---------- Textauszug ----------
Bildmontage aus einem Foto aus der Performance von "Simple Machines" und einem aus "Big Box und kleines Orchester"
03.07.2022

Roboter-Tänzer und Geister-Orchester

Zwei techno-affine Performances beim neunten internationalen Theaterfestival für junges Publikum, spleen*graz.

Der eine stellt Roboter ins Zentrum seines Spiels, „vermenschlicht“ ihre Bewegungen und baute dazu rundherum eine Geschichte – Ugo Dehaes (Belgien) in „Simple Machines“. Die anderen – ein Duo aus Musiker und Figurenspielerin – Michael Döhnert und Melanie Florschütz aus Deutschland, die hier schon mit einem Stück für jüngste Kinder („Ssst!“) besprochen wurden – lassen ihre Maschinen scheinbar autonom vor allem musizieren: „Big Box & kleines Orchester“.

Robot-Dance

Roboter werden für höchst komplizierte Tätigkeiten programmiert, erledigen Arbeiten unter schwierigen, gefährlichen Bedingungen, ja fahren sogar auf anderen Planeten wie dem Mars autonom, um die Gegend zu erkunden und Bodenproben aufzunehmen… Sie kommen aber auch spielerisch zum Einsatz, so gibt es sogar Roboter-Fußballmeisterschaften. Immer wieder experimentieren auch Künstler:innen mit programmierten Maschinen. Für „Simple Machines“ lädt der belgische Tänzer und Choreograf Ugo Dehaes sein Publikum ein, mit ihm rundherum an einem großen Tisch Platz zu nehmen. Dann beginnt er seine – ausgedachte – Geschichte zu erzählen. Er hätte mit seiner Kunst wollen reich werden, aber daraus sei nichts geworden. Tänzerinnen und Tänzer seien ihm nach Streichung von Förderungen zu teuer gekommen, Weshalb er auf die Idee gekommen wäre, technische Tänzer:innen einzusetzen. Kleine Roboter geordert, um ihnen kunstvolle Bewegungen beizubringen. Auch das nicht gerade billig, daher eigene Zucht von Robotern … – samt Silikon-Überzügen, sodass sie an Embryonalstadien verschiedener Tiere erinnern.
----------
• **Deine Aufgaben**:
1. Schreib den Abschnitt des Festivalberichts zwischen „Bildmontage aus einem“ und „junges Publikum, spleen*graz.“ einschließlich neu und benenne dabei „Roboter-Tänzer“ in „Maschinen-Tänzer“ um.
2. Beantworte bitte anhand des Festivalberichts: Zum wievielten Mal findet das internationale Theaterfestival spleen*graz statt?
3. Prüfe, ob die folgenden Aussagen mit dem Festivalbericht übereinstimmen: (a) Michael Döhnert und Melanie Florschütz kommen aus Deutschland. (b) Ugo Dehaes erzählt, er sei mit seiner Kunst reich geworden. (c) Die Roboter erhalten Überzüge aus Silikon.
---------- Datenauszug ----------
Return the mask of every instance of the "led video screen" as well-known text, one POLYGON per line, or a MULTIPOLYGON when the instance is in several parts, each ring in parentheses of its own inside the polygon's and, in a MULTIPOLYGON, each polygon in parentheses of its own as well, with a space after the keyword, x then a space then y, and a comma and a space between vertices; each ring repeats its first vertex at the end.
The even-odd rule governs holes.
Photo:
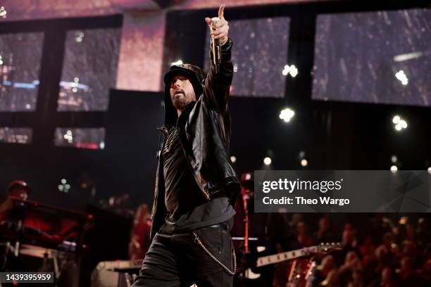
----------
• **Lösungen**:
1.
Bildmontage aus einem Foto aus der Performance von "Simple Machines" und einem aus "Big Box und kleines Orchester"
03.07.2022

Maschinen-Tänzer und Geister-Orchester

Zwei techno-affine Performances beim neunten internationalen Theaterfestival für junges Publikum, spleen*graz.

2. Zum neunten Mal.

3.
(a) Ja: „Michael Döhnert und Melanie Florschütz aus Deutschland“
(b) Nein: „Er hätte mit seiner Kunst wollen reich werden, aber daraus sei nichts geworden.“
(c) Ja: „samt Silikon-Überzügen“